-- Extracted material follows --
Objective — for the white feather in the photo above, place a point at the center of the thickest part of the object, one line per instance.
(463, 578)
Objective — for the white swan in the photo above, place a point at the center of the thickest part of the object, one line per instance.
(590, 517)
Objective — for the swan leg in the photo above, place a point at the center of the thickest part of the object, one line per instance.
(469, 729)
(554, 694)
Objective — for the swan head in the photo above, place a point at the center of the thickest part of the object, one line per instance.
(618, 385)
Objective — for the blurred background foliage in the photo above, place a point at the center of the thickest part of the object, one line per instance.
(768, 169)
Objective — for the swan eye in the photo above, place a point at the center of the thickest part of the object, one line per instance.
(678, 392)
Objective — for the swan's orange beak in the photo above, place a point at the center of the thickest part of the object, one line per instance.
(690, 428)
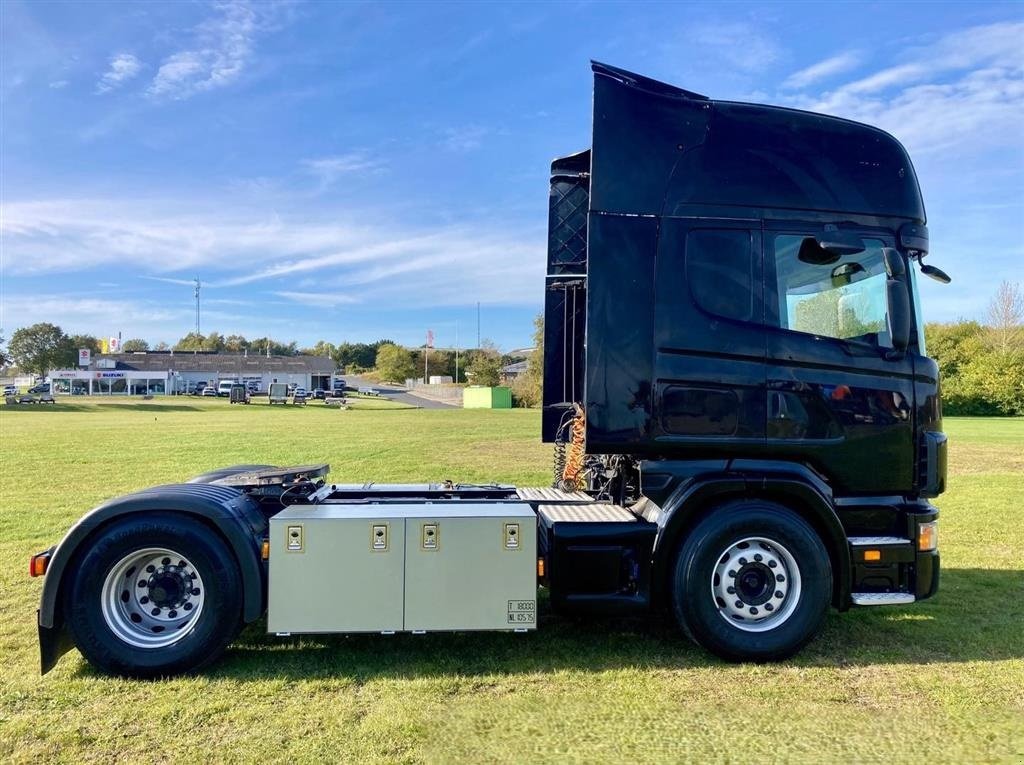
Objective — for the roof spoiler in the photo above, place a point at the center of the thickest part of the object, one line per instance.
(644, 83)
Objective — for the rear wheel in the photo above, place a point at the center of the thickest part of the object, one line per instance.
(752, 582)
(155, 595)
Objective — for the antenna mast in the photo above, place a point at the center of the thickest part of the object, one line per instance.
(199, 285)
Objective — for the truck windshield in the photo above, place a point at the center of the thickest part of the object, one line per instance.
(844, 300)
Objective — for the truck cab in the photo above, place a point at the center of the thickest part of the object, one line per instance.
(731, 317)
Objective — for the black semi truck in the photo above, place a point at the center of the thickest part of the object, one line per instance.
(747, 428)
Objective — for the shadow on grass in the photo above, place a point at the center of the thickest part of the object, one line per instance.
(968, 621)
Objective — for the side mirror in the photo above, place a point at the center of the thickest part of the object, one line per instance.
(898, 300)
(845, 273)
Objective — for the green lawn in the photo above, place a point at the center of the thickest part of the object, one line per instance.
(942, 680)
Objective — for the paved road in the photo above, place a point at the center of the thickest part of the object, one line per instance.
(397, 393)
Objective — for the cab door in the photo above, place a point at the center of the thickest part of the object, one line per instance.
(838, 397)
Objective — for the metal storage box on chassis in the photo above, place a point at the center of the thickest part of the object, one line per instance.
-- Extracted material concluded --
--- Problem description ---
Your copy should match every record exactly and contain no pictures.

--- Solution below ---
Objective — for the white feather in the photo above, place a point at the center of the thickest part of the object, one line per instance.
(463, 578)
Objective — for the white swan in the photo above, place a point at the center of the thickest part of the object, one line per instance.
(590, 517)
Objective — for the swan leg in the photo above, place a point at the center of the thickest part of the object, one line per instance.
(469, 729)
(554, 694)
Objective — for the swan head in the photo above, place a point at the center of the thickest part of the object, one line per instance.
(618, 385)
Objective — for the blurred background foliage in the photo above, place a point at the center of the thickest part of the object, one line per instance.
(768, 169)
Objective — for the swan eye in the photo above, place a point at the center of the thickest part of the object, one line per instance.
(678, 392)
Objective — for the swan's orange beak in the photo above, place a point at the center of the thickest part of the object, one line per instance.
(690, 428)
Objective — for the roof spoiler in the photo above, place a point at the center of the thickest part of the object, one line per instance.
(644, 83)
Objective — for the rear wheel in the photo above, place a point at the center of the thickest part of the object, one line per instance.
(752, 582)
(155, 595)
Objective — for the antenna mast in the photo above, place a point at the center of the thickest part of the object, one line per instance.
(199, 285)
Objective — for the truck windshield in the photo above, place a point at the center of the thickest part of the object, one line per instance.
(844, 300)
Objective — for the truck cab in the photo above, place a point at the center of the thickest part of the object, one line per instance.
(731, 317)
Objective — for the black semi truck in the photo above, place a point at the center of the thickest part of the object, one line per instance.
(747, 428)
Objective — for the shadow on grass in the photo above, place a point at the center of the thickest part of the object, one line per instance.
(968, 621)
Objective — for the side mirror in the photo above, place a point at the center of the thickest part of the object, one line per instance.
(898, 300)
(845, 273)
Objective — for the green lawn in the photo above, place a point at the center of the thickest part of the object, one line per instance.
(942, 680)
Objective — for the paved road in the photo above, place a point at the center of the thickest part of the object, one line per instance.
(397, 393)
Objective — for the cab door in the photo above, place a point at the center of the thickest part of the object, one line per instance.
(838, 397)
Objective — for the metal storage box on chassis in the photo above, place a point at the center of the thickest part of the object, one line per instance.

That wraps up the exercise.